MK: PERS INDONESIA – AKDEMI KOMUNIKASI YOGYAKARTA
PERTEMUAN KE-3
PERS LIBERAL DI IN DONESIA
SETELAH kembali
menjadi negara kesatuan, pers Indonesia
memasuki suatu masa baru yang sebelumnya tidak pernah dialami, yakni masa
berlangsungnya sistem Pers Liberal. Sejak tahun 1950 itulah pers Indonesia
memasuki masa-masa atau suatu keadaan yang oleh banyak pihak serta tokoh-tokoh
pers ketika itu bahkan juga sekarang ini disebut sebagai saat-saat ‘bebas dan
leluasa’.
Sistem Pers
Liberal yang berkembang di masa-masa itu tidak bisa melepaskan diri dari iklim
dan kondisi politik yang sedang berlangsung, terutama seputar persaingan di
antara sesama partai politik dalam berebut menanamkan pengaruhnya di
masyarakat, maupun demi mencapai tujuan menguasai kekuasaan di dalam
pemerintahan.
Di masa-masa ini
hampir semua partai politik, terutama partai-partai politik yang berpengaruh
memiliki suratkabar atau media pers yang digunakan sebagai corong atau
kepanjangan tangan partai dalam menyuarakan kepentingan-kepentingannya kepada
masyarakat luas.
Dalam situasi
sedang menapakkan identitas dan jatidiri itu, kebebasan yang dimiliki sistem
Pers Liberal di tengah-tengah kondisi kerasnya persaingan kepentingan antar
partai politik tersebut ternyata telah menyeret media pers ke arah terjadinya
kerawanan dan kerapuhan persatuan bangsa maupun kestabilan politik.
Suratkabar-suratkabar yang menjadi corong partai politik itu lebih dominan
membela kepentingan partai politiknya sendiri dibanding dengan kepentingan yang
lebih luas dan besar lagi, yakni persatuan dan kesatuan bangsa. Sehingga apa
yang terjadi ketika itu adalah suasana saling serang, saling kecam dan saling
mencerca satu sama lain.
Kebebasan pers
yang ada dan berkembang di awal-awal tahun 1950-an itu ternyata telah
ditafsirkan serta diartikan secara tidak tepat oleh media pers yang ada, karena
kebebasan yang ada diartikan atau diterjemahkan sebagai kebebasan pers untuk
menyuarakan kepentingan partai maupun golongan dalam mencapai sasaran
tujuannya, dan bukan menyuarakan kepentingan yang lebih luas, kepentingan
bangsa dan negara. Terutama tujuan dan sasaran dalam mempengaruhi serta meraih
tempat di dalam pemerintahan.

■ **Soal Latihan A**
Apakah setiap pernyataan ini sesuai dengan teks tentang pers liberal di Indonesia? Jawab ya atau tidak untuk masing-masing, sertakan kutipan persis dari teks yang menjadi penentunya. (i) Pers Indonesia memasuki masa Pers Liberal mulai tahun 1950. (ii) Suratkabar milik partai politik lebih mengutamakan persatuan bangsa daripada kepentingan partainya. (iii) Hanya sedikit partai politik yang memiliki suratkabar.
■ **Soal Latihan B**
Teruskan teks tentang pers liberal di Indonesia, dimulai sesudah kalimat terakhirnya.
Data di bawah teks ini tidak ada hubungannya dengan teks tentang pers liberal.

■ **Baris Data**
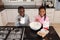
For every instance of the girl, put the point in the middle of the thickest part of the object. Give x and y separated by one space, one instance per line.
43 19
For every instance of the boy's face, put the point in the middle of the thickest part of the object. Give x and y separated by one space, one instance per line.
21 12
42 12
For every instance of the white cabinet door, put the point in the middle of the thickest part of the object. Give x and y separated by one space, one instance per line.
50 14
4 17
57 17
1 24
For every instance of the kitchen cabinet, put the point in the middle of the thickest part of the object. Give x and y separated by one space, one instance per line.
4 17
1 24
1 5
57 17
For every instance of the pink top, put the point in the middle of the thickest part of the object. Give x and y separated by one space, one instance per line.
42 21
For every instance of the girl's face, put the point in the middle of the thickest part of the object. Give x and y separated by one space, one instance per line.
42 12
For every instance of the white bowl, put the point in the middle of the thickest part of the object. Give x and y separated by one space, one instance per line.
35 25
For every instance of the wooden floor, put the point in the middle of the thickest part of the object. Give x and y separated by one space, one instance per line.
55 25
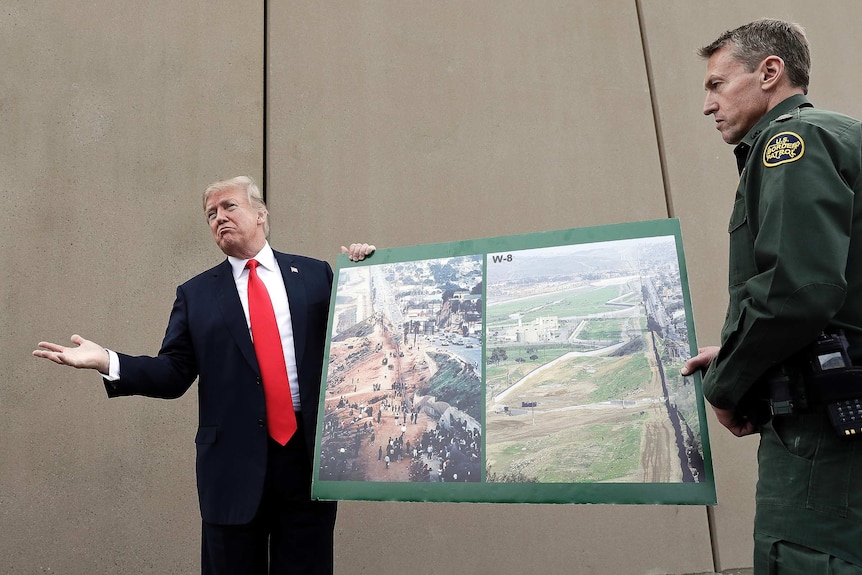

■ **Jawaban Latihan A**
(i) Ya: "Sejak tahun 1950 itulah pers Indonesia memasuki masa-masa atau suatu keadaan"
(ii) Tidak: "lebih dominan membela kepentingan partai politiknya sendiri dibanding dengan kepentingan yang lebih luas dan besar lagi, yakni persatuan dan kesatuan bangsa"
(iii) Tidak: "hampir semua partai politik, terutama partai-partai politik yang berpengaruh memiliki suratkabar atau media pers"

■ **Jawaban Latihan B**
Akibatnya yang
terjadi, seakan tanpa ada kendali dan rambu-rambu yang menghalangi aktivitas
pers. Pers ketika itu seakan bebas untuk mencerca, bebas mencemooh maupun
mencacimaki pihak-pihak yang menjadi ‘lawan politik’, pemerintah bahkan
pemimpin-pemimpin bangsa yang semestinya berada dalam posisi dihormati.
Selain itu,
akibatnya yang lebih jauh, dalam menyampaikan informasi kepada khlayak pembaca,
banyak media pers yang terperosok atau terperangkap dengan mengedepankan opini
ketimbang fakta. Opini seakan dianggap memikiki nilai yang jauh lebih penting
artinya dibandingkan dengan fakta. Karena dengan mengedepankan opini, maka
‘sasaran tembak’ dari suatu media pers akan lebih mudah mencapai dan menghunjam
ke sasaran tujuannya.
Misalnya, dalam
upaya mempengaruhi sikap dan pandangan masyarakat untuk tidak mempercayai
langkah-langkah kebijakan kabinet atau pemerintah maupun untuk mendiskreditkan
keberadaan tokoh-tokoh tertentu, tanpa terkecuali apakah ia pemimpin
pemerintahan atau bukan. Tidak jarang dalam mencapai tujuannya ada media pers
yang justru menghalalkan fitnah atau berita tanpa fakta yang jelas. Maka tidak
berkelebihan bila kemudian muncul kesimpulan bahwa sistem Pers Liberal ketika
itu telah dimanfaatkan sebagai ajang dan arena saling cerca, saling cemooh,
saling jelek-menjelekkan, saling caci-maki dan saling jatuh-menjatuhkan.
Pada bulan Juni
1954, Persbreidel Ordonantie yang
merupakan peraturan warisan dari pemerintah kolonial Belanda telah dicabut
keberadaannya oleh pemerintah Republik Indonesia. Ordonansi yang
memberikan wewenang atau hak kepada Gubernur Jenderal Hindia Belanda untuk
membreidel penerbitan pers yang sajiannya bisa mengancam dan mengganggu
keamanan di wilayah-wilayah jajahan itu disahkan oleh pemerintah Kerajaan
Belanda pada tahun 1931 dan 1932.
Meskipun
ordonansi yang menghambat kebebasan pers itu dicabut oleh pemerintah, tapi
menurut Edward C. Smith (1969), masalah yang sebenarnya tidak banyak berbeda,
dikarenakan peraturan-peraturan yang baru disusun dan pemerintah tetap akan
mempunyai cukup rasionalisasi untuk menekan pers.
Apa yang terjadi
dan berkembang pada masa-masa sistem Pers Liberal berlangsung di Indonesia pada
periode 1950 hingga 1958 itu merupakan fenomena yang menarik dalam sejarah
perjalanan pers di Indonesia. Meskipun pers telah mendapatkan kebebasan untuk
menyuarakan atau menyampaikan pemberitaannya, namun pemerintah tetap
melaksanakan pasal-pasal dalam Kitab Undang-undang Hukum Acara Pidana (KUHP)
yang berkaitan dengan ketentuan pelanggaran pers terhadap hukum.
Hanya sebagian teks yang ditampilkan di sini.